* [EXERCISE]: In your answer, print each of the records below exactly.

------ DATA SECTION

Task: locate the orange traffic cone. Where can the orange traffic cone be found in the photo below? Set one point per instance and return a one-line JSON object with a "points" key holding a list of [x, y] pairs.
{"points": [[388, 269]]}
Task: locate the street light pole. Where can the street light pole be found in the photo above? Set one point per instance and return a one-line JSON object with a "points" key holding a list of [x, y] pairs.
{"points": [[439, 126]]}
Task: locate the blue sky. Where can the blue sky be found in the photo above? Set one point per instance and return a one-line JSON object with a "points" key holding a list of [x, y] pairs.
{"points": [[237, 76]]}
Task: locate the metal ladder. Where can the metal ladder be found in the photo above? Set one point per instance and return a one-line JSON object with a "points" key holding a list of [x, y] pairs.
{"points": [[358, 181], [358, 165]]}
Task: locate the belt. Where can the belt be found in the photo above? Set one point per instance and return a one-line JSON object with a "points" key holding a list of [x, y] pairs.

------------

* [ANSWER BOX]:
Task: locate the orange traffic cone. Where can the orange traffic cone be found in the photo below? Set one point per instance and return a one-line JSON object with a "points" key holding a list of [x, y] pairs.
{"points": [[388, 269]]}
Task: locate the street light pole. Where can the street light pole be found in the photo above? Set one point per instance and return a one-line JSON object with a "points" key holding a list of [x, y] pairs.
{"points": [[439, 126]]}
Task: locate the blue sky. Where can the blue sky be found in the photo above? Set one point per instance and return a one-line JSON object with a "points" key holding a list of [x, y] pairs.
{"points": [[237, 76]]}
Task: locate the metal ladder. Where can the metal ladder be found in the photo above? Set one point per instance and return a one-line JSON object with a "points" key holding a list of [x, y] pairs.
{"points": [[358, 181], [358, 165]]}
Task: locate the belt. Where can the belt be found in the photo above? Set one point per instance and return a one-line JSON object with a "points" key holding a list of [x, y] pairs.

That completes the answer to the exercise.